• [Request] Write out the complete material exactly as it stands.

• [Records contained in a dataset]
:::
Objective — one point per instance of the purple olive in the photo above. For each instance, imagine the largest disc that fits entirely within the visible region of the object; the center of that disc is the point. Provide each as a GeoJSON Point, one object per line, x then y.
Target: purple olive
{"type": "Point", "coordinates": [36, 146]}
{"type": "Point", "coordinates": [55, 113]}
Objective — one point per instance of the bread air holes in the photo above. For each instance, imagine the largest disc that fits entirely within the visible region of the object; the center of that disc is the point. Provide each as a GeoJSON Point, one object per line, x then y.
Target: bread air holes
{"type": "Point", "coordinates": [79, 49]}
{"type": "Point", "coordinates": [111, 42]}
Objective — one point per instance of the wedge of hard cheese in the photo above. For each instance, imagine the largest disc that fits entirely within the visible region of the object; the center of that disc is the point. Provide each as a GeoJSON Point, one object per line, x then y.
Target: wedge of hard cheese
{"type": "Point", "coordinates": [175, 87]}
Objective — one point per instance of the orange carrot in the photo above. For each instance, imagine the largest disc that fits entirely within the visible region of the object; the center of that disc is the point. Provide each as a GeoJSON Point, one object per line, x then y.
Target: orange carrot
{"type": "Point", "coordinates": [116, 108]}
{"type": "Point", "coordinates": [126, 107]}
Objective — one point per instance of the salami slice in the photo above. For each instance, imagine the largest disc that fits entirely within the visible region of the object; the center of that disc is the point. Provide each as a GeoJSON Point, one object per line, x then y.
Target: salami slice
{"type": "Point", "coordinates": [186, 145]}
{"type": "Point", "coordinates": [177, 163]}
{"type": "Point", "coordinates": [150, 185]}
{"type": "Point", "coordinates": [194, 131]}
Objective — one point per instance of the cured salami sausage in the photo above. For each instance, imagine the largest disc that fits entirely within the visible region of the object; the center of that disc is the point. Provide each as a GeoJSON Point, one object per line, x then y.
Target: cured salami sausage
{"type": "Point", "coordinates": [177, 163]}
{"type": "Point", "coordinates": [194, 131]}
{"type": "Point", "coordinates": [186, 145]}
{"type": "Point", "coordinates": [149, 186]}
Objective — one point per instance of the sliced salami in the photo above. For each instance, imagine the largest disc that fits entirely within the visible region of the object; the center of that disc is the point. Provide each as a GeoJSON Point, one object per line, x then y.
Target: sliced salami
:::
• [Full output]
Objective — one point per instance of the purple olive in the photo above. For each instance, imagine the largest disc that fits entirely within the visible region of the object; the center of that disc is the point. Provide each as a GeoJSON Point, one object per line, x then y.
Target: purple olive
{"type": "Point", "coordinates": [36, 146]}
{"type": "Point", "coordinates": [55, 113]}
Objective — one point per instance of the bread air holes in the photo above. For each instance, imagine the largest disc that fits entirely within the visible region of the object; the center of that disc is the point. Provide each as a GeoJSON Point, one object per line, x then y.
Target: bread air holes
{"type": "Point", "coordinates": [79, 49]}
{"type": "Point", "coordinates": [111, 42]}
Objective — one point per instance of the wedge of hard cheese in the photo above. For each instance, imagine the largest disc that fits entirely within the visible region of the object; the center of that disc is the point. Provide each as a GeoJSON Point, one object per line, x then y.
Target: wedge of hard cheese
{"type": "Point", "coordinates": [175, 87]}
Objective — one point per instance of the orange carrot in the photo above. For each instance, imagine the largest disc that fits entirely within the visible region of the object; the center of that disc is the point. Provide each as a GeoJSON Point, one object per line, x then y.
Target: orange carrot
{"type": "Point", "coordinates": [116, 108]}
{"type": "Point", "coordinates": [126, 107]}
Objective — one point per instance of the salami slice in the photo above. For each instance, imagine the largest disc that fits entirely within the visible region of the object; the center of that disc is the point. Provide each as a GeoJSON Point, one object per line, x then y.
Target: salami slice
{"type": "Point", "coordinates": [186, 145]}
{"type": "Point", "coordinates": [177, 163]}
{"type": "Point", "coordinates": [150, 185]}
{"type": "Point", "coordinates": [194, 131]}
Objective — one point per instance of the cured salami sausage in the photo above. For each instance, imagine the largest disc that fits entirely within the visible region of the object; the center of that disc is the point. Provide each as a GeoJSON Point, one object per line, x then y.
Target: cured salami sausage
{"type": "Point", "coordinates": [177, 163]}
{"type": "Point", "coordinates": [194, 131]}
{"type": "Point", "coordinates": [186, 145]}
{"type": "Point", "coordinates": [149, 186]}
Objective — one point per instance of the sliced salami in the photo above. For each instance, imagine the largest disc that fits entirely within the visible region of the object; the center of that disc is the point. Provide each as a GeoJSON Point, one object per line, x then y.
Target: sliced salami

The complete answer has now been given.